Request
Copy these lines verbatim, covering all the entries.

Material for the task
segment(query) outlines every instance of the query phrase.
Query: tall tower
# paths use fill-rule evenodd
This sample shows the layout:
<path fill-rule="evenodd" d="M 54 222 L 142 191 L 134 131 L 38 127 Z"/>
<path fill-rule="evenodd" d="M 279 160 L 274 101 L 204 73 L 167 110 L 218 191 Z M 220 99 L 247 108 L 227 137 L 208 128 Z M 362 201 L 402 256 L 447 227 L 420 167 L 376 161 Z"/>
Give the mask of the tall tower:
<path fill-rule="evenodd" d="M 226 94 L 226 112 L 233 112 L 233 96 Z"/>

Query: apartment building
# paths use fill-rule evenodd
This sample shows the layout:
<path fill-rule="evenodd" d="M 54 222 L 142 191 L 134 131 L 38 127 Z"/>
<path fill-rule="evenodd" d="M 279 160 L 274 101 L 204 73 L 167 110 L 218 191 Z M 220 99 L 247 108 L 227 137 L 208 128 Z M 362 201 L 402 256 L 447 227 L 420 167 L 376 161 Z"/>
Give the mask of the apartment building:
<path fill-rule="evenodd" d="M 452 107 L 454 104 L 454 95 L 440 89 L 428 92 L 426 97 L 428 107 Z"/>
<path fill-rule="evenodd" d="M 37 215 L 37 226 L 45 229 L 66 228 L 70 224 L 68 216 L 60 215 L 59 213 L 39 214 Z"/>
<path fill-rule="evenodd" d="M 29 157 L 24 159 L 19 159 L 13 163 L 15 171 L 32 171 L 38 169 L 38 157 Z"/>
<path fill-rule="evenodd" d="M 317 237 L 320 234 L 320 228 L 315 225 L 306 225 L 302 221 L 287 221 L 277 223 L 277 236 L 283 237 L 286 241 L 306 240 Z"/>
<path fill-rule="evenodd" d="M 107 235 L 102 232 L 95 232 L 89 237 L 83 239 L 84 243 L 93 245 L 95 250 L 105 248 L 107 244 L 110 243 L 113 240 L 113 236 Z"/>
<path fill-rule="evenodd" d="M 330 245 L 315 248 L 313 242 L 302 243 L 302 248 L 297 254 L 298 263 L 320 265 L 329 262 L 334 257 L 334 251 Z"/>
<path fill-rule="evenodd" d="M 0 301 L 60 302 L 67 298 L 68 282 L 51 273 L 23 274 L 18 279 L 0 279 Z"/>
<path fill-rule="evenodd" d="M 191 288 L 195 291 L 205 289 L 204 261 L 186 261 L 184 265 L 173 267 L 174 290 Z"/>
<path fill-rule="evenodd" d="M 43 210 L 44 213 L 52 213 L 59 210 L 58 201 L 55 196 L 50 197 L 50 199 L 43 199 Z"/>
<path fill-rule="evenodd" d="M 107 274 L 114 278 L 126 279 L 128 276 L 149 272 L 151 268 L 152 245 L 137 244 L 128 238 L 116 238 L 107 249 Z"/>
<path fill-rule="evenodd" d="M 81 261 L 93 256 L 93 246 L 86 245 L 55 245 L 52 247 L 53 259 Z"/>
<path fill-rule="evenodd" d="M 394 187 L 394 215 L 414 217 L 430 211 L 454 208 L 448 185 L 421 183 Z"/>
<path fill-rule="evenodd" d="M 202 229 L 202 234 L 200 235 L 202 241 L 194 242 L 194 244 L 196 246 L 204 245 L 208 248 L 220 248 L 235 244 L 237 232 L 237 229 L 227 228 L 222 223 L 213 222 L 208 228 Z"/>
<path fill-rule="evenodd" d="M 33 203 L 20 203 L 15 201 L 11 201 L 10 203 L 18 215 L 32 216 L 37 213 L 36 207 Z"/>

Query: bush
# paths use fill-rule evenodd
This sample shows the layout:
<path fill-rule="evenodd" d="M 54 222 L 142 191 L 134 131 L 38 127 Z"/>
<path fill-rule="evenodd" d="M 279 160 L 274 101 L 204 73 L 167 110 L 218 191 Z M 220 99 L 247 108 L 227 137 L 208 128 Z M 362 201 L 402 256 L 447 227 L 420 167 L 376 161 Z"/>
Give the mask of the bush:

The response
segment(query) outlines every instance of the query phrase.
Query: tall tower
# paths use fill-rule evenodd
This sample shows the layout:
<path fill-rule="evenodd" d="M 54 222 L 142 191 L 134 131 L 38 127 Z"/>
<path fill-rule="evenodd" d="M 279 160 L 274 101 L 204 73 L 167 110 L 218 191 Z M 220 99 L 247 108 L 227 137 L 208 128 Z M 362 201 L 402 256 L 447 227 L 420 167 L 376 161 Z"/>
Give the mask of the tall tower:
<path fill-rule="evenodd" d="M 226 94 L 226 112 L 233 112 L 233 96 Z"/>

Query: apartment building
# paths use fill-rule evenodd
This sample shows the layout:
<path fill-rule="evenodd" d="M 54 222 L 142 191 L 134 131 L 38 127 Z"/>
<path fill-rule="evenodd" d="M 279 160 L 274 101 L 204 73 L 167 110 L 218 191 Z M 220 99 L 247 108 L 227 137 L 208 128 Z M 362 201 L 402 256 L 447 227 L 420 167 L 376 161 Z"/>
Give the mask of the apartment building:
<path fill-rule="evenodd" d="M 452 107 L 454 104 L 454 95 L 440 89 L 428 92 L 426 97 L 428 107 Z"/>
<path fill-rule="evenodd" d="M 37 215 L 37 226 L 45 229 L 66 228 L 70 224 L 68 216 L 60 215 L 59 213 L 39 214 Z"/>
<path fill-rule="evenodd" d="M 29 157 L 24 159 L 19 159 L 13 163 L 15 171 L 32 171 L 38 169 L 38 157 Z"/>
<path fill-rule="evenodd" d="M 317 237 L 320 234 L 320 228 L 315 225 L 306 225 L 302 221 L 287 221 L 277 223 L 277 236 L 283 237 L 286 241 L 306 240 Z"/>
<path fill-rule="evenodd" d="M 107 235 L 102 232 L 95 232 L 89 237 L 83 239 L 84 243 L 93 245 L 95 250 L 105 248 L 107 244 L 110 243 L 113 240 L 113 236 Z"/>
<path fill-rule="evenodd" d="M 330 245 L 315 248 L 313 242 L 302 243 L 302 248 L 297 254 L 298 263 L 320 265 L 329 262 L 334 257 L 334 251 Z"/>
<path fill-rule="evenodd" d="M 0 301 L 60 302 L 67 298 L 68 282 L 51 273 L 23 274 L 18 279 L 0 279 Z"/>
<path fill-rule="evenodd" d="M 191 288 L 195 291 L 205 289 L 204 261 L 186 261 L 184 265 L 173 267 L 174 290 Z"/>
<path fill-rule="evenodd" d="M 43 210 L 44 213 L 52 213 L 59 210 L 58 201 L 55 196 L 50 197 L 50 199 L 43 199 Z"/>
<path fill-rule="evenodd" d="M 107 274 L 114 278 L 126 279 L 128 276 L 149 272 L 151 268 L 152 245 L 137 244 L 128 238 L 116 238 L 107 249 Z"/>
<path fill-rule="evenodd" d="M 81 261 L 93 256 L 93 246 L 86 245 L 55 245 L 52 247 L 53 259 Z"/>
<path fill-rule="evenodd" d="M 394 187 L 394 215 L 414 217 L 430 211 L 454 208 L 448 185 L 421 183 Z"/>
<path fill-rule="evenodd" d="M 202 229 L 202 234 L 200 235 L 202 241 L 194 242 L 194 244 L 196 246 L 204 245 L 208 248 L 220 248 L 235 244 L 237 232 L 237 229 L 227 228 L 222 223 L 213 222 L 208 228 Z"/>
<path fill-rule="evenodd" d="M 33 203 L 20 203 L 15 201 L 11 201 L 10 203 L 18 215 L 32 216 L 37 213 L 36 207 Z"/>

Query: bush
# paths use fill-rule evenodd
This sample shows the layout:
<path fill-rule="evenodd" d="M 54 222 L 142 191 L 134 131 L 38 127 Z"/>
<path fill-rule="evenodd" d="M 279 160 L 274 101 L 204 73 L 167 110 L 218 191 Z M 220 99 L 247 108 L 227 137 L 208 128 Z M 362 201 L 402 256 L 447 227 L 420 167 L 376 161 Z"/>
Give the mask of the bush:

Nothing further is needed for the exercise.